Data shown:
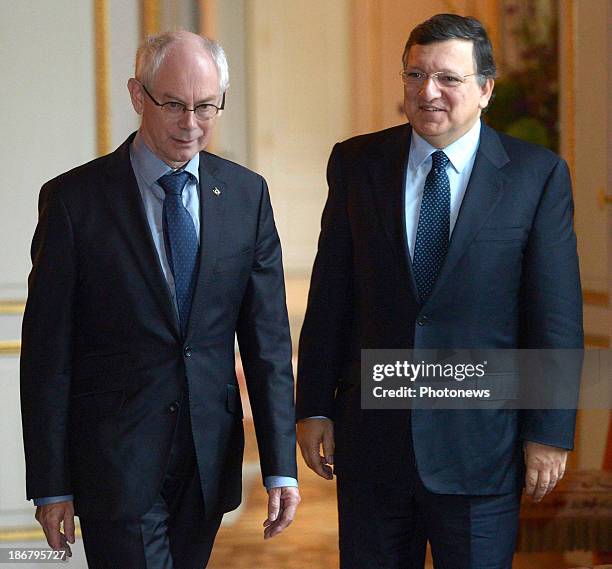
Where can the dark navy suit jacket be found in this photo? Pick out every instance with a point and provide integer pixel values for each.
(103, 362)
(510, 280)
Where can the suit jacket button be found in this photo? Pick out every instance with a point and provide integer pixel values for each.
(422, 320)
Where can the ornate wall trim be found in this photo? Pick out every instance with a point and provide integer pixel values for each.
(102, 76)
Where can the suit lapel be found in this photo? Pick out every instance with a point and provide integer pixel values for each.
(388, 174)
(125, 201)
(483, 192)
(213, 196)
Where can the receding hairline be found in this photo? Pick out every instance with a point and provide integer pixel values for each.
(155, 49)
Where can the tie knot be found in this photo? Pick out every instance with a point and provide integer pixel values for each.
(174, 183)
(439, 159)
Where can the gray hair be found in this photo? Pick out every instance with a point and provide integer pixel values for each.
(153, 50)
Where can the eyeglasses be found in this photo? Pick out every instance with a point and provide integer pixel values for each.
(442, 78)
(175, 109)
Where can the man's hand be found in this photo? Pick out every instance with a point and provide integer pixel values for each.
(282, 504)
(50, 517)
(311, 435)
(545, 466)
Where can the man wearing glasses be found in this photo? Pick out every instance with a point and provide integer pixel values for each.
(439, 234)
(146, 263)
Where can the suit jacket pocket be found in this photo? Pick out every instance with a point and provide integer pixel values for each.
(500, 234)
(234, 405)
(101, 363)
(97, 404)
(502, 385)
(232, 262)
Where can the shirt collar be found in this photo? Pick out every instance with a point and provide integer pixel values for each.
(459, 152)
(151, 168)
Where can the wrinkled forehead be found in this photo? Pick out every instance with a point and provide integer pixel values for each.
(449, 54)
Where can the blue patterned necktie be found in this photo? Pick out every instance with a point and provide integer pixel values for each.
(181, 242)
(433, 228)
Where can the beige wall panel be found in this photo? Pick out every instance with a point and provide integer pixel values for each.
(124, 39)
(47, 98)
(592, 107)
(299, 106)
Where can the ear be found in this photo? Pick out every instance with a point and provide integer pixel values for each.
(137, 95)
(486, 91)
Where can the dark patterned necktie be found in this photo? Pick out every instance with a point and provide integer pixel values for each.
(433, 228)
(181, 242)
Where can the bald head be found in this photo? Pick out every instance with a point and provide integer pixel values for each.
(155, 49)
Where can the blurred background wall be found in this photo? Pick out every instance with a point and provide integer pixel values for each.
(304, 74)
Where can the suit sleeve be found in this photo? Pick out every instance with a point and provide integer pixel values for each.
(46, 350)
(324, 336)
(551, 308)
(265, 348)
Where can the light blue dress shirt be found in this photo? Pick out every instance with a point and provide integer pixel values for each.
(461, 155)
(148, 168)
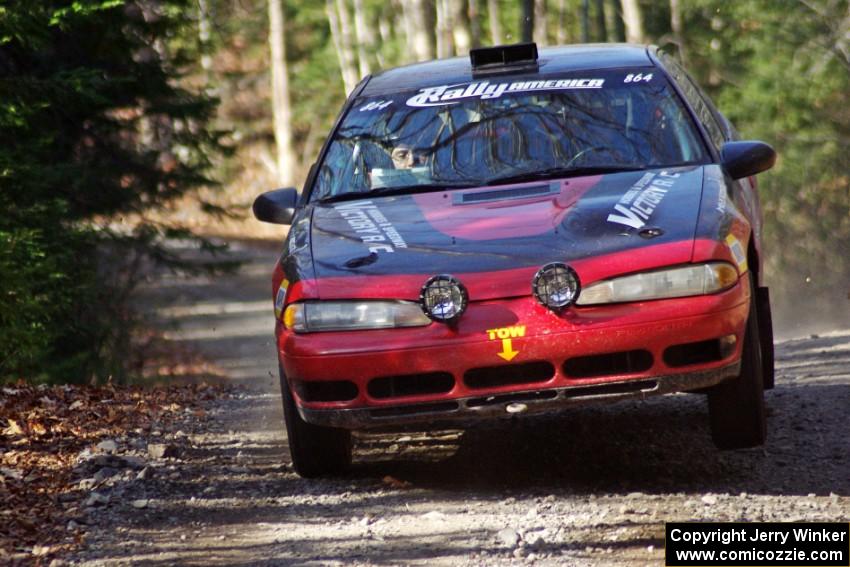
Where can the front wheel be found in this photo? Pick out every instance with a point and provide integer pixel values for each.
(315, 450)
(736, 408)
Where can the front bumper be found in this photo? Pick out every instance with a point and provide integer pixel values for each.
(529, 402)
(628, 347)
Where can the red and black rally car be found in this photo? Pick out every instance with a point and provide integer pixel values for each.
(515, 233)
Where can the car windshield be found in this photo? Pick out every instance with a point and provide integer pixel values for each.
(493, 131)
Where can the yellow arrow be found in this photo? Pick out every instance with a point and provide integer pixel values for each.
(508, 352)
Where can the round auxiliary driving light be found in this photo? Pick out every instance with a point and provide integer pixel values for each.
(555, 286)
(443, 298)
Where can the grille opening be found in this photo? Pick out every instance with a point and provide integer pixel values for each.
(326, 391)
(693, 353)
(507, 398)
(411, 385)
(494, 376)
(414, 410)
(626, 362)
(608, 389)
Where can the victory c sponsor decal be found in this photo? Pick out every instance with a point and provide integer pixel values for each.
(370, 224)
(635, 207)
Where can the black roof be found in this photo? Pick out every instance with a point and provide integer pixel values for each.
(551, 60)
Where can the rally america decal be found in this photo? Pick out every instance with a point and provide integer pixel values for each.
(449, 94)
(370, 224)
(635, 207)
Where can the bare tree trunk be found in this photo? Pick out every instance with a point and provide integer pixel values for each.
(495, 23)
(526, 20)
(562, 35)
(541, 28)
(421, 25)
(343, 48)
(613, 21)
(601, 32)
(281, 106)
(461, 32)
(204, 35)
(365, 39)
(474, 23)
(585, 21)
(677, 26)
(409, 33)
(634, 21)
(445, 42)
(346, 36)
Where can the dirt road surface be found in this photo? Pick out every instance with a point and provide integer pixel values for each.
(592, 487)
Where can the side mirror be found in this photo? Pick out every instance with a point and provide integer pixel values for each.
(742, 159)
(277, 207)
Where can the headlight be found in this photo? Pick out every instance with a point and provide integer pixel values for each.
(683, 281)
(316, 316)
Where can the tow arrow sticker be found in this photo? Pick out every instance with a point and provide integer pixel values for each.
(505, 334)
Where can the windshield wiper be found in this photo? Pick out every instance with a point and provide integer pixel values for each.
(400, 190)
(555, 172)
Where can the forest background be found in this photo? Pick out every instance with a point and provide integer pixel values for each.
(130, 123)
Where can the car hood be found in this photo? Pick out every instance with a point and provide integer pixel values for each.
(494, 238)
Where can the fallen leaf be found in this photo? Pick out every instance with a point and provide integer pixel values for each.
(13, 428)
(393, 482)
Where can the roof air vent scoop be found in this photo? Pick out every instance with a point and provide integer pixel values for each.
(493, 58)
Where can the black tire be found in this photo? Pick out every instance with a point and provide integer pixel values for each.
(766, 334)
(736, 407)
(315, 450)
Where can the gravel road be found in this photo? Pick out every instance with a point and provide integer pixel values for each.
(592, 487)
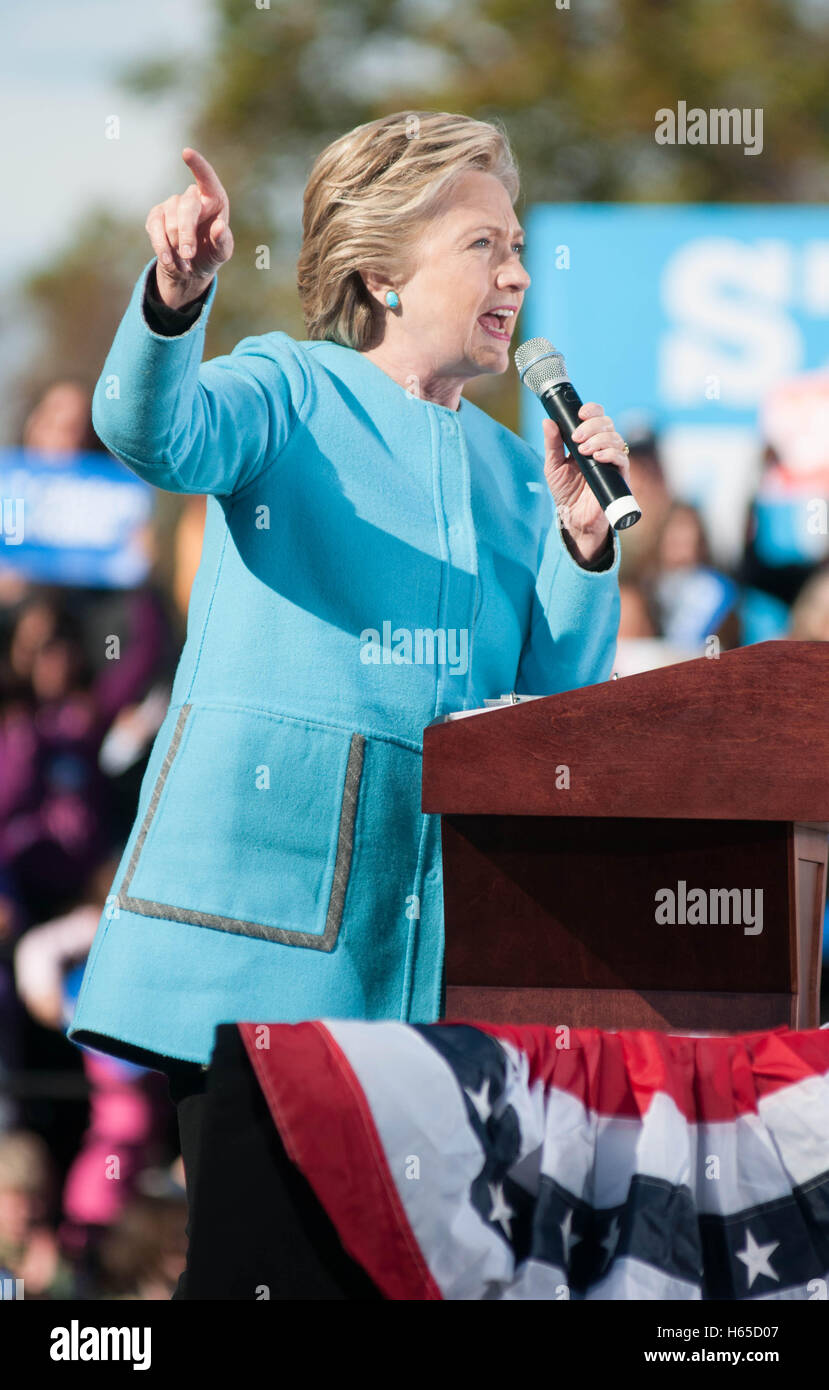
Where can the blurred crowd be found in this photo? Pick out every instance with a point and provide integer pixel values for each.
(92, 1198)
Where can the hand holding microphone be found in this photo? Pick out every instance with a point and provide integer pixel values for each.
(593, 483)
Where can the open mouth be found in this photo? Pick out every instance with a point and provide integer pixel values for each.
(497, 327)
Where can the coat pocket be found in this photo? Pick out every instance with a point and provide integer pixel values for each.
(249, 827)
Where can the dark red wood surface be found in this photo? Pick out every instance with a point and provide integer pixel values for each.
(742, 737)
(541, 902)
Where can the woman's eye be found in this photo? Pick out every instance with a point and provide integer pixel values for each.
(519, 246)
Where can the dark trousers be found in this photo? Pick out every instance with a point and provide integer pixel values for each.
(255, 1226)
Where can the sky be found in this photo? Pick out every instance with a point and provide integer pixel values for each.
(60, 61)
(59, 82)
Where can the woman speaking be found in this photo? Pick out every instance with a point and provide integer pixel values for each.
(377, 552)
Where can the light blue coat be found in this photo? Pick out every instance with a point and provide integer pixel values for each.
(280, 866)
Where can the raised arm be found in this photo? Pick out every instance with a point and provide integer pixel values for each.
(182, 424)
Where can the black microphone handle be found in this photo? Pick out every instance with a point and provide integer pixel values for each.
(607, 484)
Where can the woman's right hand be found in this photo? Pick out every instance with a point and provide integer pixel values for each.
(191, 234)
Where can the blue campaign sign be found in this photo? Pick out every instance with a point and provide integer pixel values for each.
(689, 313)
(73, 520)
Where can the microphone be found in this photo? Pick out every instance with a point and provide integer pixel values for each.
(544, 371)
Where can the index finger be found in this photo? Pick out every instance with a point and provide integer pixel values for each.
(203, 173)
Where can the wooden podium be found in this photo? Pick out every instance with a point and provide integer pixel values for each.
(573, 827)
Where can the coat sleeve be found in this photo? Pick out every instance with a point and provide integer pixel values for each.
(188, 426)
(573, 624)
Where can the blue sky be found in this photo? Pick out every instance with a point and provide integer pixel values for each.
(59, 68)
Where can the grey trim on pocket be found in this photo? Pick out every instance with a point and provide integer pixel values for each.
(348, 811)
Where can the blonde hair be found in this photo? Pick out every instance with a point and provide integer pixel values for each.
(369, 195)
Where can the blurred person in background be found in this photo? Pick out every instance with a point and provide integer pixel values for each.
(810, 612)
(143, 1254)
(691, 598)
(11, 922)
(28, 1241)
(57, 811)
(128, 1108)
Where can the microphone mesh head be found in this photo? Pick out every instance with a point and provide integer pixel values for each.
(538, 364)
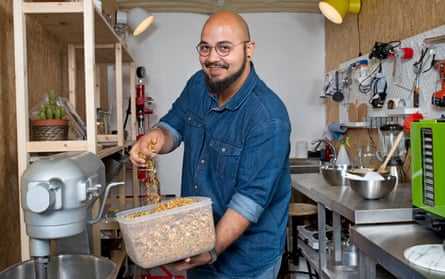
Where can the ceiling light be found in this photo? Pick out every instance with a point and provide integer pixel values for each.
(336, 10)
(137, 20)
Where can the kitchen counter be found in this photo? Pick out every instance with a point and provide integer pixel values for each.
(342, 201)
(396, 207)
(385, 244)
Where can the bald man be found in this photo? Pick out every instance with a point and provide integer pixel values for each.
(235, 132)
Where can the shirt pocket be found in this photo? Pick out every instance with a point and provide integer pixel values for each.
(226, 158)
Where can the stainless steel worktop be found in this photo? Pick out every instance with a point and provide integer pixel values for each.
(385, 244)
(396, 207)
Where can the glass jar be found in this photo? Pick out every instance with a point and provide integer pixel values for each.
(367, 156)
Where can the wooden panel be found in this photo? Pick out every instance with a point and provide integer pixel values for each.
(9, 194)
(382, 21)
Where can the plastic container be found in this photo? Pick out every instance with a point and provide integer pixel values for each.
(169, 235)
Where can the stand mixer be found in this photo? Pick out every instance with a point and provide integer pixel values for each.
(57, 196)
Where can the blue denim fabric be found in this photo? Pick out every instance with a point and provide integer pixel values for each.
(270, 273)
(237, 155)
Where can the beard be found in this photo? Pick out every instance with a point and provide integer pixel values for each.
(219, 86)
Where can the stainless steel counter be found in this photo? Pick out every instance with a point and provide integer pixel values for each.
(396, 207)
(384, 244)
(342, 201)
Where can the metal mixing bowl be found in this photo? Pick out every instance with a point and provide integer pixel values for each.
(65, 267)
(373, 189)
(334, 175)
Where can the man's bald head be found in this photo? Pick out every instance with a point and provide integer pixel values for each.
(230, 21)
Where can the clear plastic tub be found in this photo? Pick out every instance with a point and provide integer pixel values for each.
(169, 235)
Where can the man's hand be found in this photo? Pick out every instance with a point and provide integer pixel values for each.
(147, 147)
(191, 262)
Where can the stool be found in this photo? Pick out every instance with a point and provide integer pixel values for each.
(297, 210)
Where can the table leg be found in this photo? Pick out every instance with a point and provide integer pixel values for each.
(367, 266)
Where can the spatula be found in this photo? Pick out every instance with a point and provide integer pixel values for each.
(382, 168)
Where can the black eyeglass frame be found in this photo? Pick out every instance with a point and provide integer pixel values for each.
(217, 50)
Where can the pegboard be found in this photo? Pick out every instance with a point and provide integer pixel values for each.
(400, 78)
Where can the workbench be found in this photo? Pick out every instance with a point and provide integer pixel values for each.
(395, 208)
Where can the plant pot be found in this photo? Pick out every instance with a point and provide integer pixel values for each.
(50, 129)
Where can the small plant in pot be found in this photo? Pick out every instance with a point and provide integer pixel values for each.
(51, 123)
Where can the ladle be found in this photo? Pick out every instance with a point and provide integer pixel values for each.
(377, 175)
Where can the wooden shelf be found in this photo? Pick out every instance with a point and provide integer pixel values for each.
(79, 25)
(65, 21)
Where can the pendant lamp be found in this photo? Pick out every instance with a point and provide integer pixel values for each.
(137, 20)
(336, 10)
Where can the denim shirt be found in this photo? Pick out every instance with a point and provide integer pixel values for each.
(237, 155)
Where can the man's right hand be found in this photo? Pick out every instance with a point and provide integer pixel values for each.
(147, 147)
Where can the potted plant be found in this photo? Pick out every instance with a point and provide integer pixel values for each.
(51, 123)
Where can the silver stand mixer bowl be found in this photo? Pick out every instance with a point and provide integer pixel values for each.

Prompt:
Only the lines from the one with "Where can the ladle" through the end of the material are wanted; copy them exactly, both ends included.

Response below:
Where can the ladle be found in this photo? Pick out every instance with a point and provide integer pixel values for each.
(377, 175)
Where can the wooden shelf be found in this photo? Pick out every instance with a point and provide integer pixel values for each.
(79, 25)
(65, 21)
Where can the pendant lamp be found in this photo? Pick out every instance with a point and provide integer pixel values for each.
(137, 20)
(336, 10)
Where can the denim shirt be found in this photo? Pick out every instance with a point and provide integer pixel values for each.
(237, 155)
Where can the man's right hand be found in this photo? Pick out every instance with a point and provide integer pixel values for each.
(147, 147)
Where can the potted plant be found in this photo? Pick out every instance with a point and provide integer pixel values for each.
(51, 123)
Where can the silver stand mixer bowl be found in this photo? Pick out every instance with a point and provide integer pixel values for each.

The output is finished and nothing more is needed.